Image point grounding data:
==*==
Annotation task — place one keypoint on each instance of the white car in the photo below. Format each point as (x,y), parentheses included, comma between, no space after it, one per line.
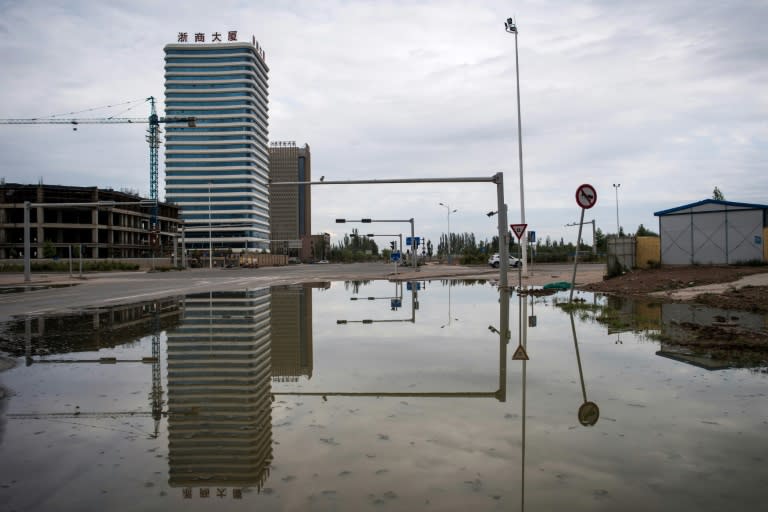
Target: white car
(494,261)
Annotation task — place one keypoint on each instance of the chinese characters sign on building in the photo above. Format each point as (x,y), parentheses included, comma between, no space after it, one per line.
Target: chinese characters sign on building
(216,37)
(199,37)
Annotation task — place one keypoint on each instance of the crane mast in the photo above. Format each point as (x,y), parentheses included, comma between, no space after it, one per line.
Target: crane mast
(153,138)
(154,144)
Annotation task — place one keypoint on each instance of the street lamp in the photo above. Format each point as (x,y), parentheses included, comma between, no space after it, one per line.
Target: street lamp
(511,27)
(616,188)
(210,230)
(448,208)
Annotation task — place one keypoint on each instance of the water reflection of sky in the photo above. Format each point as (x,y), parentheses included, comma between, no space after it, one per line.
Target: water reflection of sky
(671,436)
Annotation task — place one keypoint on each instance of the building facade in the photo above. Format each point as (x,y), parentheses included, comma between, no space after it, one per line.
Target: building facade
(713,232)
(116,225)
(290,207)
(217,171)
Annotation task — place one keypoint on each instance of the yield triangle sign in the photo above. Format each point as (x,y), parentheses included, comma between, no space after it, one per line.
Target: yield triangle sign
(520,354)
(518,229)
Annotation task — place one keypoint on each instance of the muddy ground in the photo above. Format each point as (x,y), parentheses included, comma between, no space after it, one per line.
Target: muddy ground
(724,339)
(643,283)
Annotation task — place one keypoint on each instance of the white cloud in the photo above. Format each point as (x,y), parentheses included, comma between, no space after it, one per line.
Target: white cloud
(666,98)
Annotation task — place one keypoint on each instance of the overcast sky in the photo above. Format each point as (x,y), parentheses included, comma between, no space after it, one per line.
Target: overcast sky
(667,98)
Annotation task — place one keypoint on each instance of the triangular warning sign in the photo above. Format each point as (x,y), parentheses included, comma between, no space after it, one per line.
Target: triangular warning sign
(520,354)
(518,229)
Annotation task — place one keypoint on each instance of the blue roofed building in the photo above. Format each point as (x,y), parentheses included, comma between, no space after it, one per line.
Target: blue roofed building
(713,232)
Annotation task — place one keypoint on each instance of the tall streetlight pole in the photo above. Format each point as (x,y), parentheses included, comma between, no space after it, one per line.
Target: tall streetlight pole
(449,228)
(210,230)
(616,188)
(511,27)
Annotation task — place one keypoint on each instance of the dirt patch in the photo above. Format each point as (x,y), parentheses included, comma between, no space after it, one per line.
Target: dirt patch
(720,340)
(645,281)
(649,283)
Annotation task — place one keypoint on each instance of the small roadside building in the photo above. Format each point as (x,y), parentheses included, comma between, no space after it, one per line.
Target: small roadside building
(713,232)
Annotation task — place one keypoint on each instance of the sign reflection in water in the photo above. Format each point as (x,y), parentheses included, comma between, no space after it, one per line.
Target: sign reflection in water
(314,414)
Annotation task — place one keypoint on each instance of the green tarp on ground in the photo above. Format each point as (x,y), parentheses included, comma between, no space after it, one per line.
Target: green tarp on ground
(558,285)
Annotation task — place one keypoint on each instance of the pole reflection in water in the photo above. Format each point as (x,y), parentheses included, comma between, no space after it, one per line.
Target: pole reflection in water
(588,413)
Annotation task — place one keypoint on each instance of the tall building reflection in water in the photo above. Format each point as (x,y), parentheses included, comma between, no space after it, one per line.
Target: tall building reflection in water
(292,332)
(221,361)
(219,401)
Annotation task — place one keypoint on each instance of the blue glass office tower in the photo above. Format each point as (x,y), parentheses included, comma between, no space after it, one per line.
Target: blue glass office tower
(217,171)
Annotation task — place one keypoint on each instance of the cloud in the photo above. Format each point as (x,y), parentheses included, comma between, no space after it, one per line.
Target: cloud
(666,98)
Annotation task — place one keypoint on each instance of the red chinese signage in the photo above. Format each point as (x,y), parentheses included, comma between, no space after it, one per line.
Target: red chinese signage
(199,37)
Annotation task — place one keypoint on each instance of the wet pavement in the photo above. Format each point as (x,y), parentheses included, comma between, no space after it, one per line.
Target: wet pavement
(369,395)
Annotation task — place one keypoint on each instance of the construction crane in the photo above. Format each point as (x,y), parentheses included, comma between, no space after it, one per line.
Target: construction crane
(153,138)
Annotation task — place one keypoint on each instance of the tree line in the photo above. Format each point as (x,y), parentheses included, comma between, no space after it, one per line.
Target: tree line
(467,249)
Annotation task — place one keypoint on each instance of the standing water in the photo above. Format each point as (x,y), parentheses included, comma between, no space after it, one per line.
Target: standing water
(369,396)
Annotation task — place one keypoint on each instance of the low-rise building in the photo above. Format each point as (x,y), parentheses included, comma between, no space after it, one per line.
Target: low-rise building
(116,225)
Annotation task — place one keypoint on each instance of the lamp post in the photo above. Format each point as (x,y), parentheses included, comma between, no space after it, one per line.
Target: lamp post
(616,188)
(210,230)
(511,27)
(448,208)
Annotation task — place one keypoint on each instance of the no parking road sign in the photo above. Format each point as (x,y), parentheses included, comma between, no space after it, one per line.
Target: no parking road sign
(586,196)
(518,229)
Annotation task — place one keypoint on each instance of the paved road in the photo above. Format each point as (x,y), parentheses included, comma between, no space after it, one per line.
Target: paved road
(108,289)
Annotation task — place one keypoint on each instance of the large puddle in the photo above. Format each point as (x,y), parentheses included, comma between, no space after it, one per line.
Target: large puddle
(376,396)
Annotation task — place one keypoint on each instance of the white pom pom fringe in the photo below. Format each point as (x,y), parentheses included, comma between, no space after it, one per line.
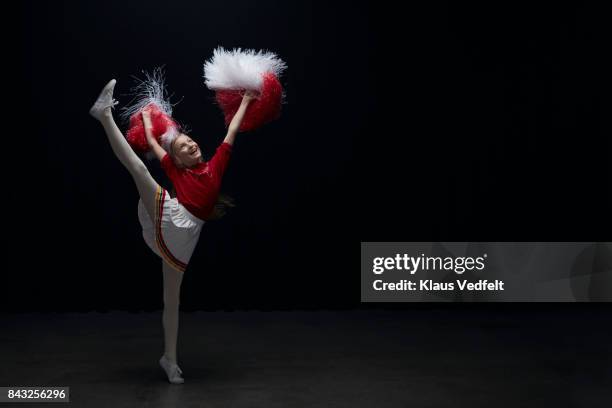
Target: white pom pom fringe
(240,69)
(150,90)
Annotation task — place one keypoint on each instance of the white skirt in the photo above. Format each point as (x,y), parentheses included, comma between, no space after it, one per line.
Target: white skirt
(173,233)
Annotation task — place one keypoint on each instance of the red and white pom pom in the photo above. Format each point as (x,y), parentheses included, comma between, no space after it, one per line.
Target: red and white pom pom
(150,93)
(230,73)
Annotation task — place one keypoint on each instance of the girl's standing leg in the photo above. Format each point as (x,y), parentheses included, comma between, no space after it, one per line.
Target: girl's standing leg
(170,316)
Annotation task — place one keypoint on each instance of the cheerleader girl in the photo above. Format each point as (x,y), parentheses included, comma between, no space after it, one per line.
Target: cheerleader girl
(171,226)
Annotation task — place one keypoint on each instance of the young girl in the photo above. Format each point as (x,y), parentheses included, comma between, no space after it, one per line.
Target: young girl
==*==
> **EXERCISE DETAILS**
Return all lines from the data above with "below" in them.

> **RESULT FOR THIS TASK**
Annotation task — place one keypoint on each instance of the white car in the photo below. Format each point as (x,y), parentheses included, comma between, no space after it, one per line.
Annotation task — place one keypoint on each instance of the white pom pom fringe in the photo below. Format each point as (x,y), parentheses included, comma between, no space after it, one per line.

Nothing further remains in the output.